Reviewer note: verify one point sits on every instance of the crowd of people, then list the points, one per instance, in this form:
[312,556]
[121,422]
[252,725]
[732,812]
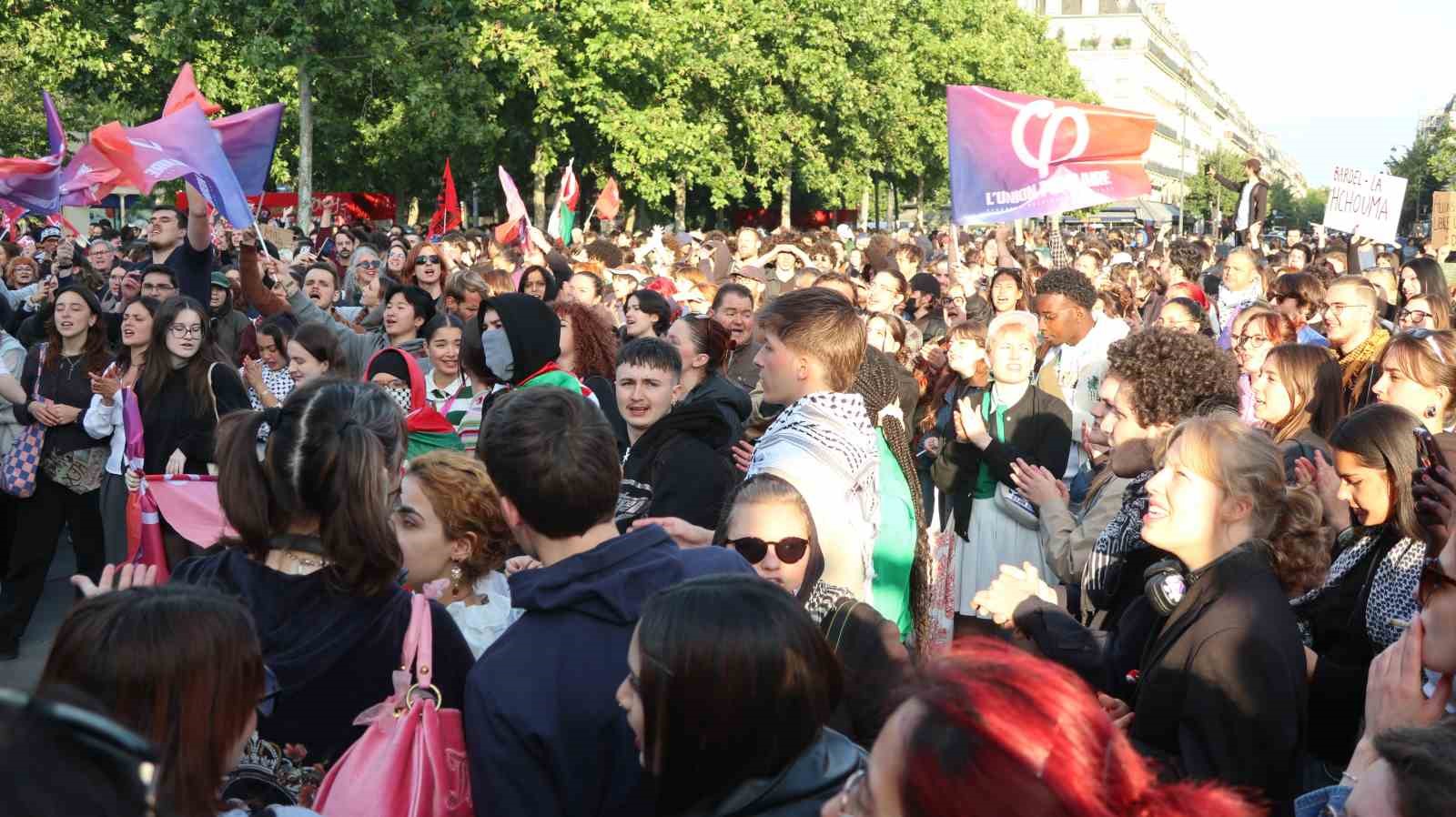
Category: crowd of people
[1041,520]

:::

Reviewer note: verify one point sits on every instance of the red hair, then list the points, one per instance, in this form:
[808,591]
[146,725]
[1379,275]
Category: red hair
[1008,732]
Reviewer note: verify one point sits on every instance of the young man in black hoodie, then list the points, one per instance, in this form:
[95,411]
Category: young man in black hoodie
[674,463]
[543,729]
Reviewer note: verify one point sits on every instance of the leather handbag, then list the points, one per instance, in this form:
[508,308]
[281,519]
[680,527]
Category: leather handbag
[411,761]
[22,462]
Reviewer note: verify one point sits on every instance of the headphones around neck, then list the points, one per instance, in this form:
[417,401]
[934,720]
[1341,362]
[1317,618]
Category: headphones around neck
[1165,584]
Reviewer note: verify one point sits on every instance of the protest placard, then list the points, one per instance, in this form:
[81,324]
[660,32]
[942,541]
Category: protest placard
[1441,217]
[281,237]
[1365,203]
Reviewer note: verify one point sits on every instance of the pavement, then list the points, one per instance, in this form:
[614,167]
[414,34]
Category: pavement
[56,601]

:::

- TASK TO COMPLETE:
List each line of the data above that contains the word "hoodie". Match case when searching.

- RESULT FOR THIS TASK:
Reviewer note: verify one point sits on every instance of the young man in black hoodie, then list the points, one per instance, in this form:
Category: young man in black hoodie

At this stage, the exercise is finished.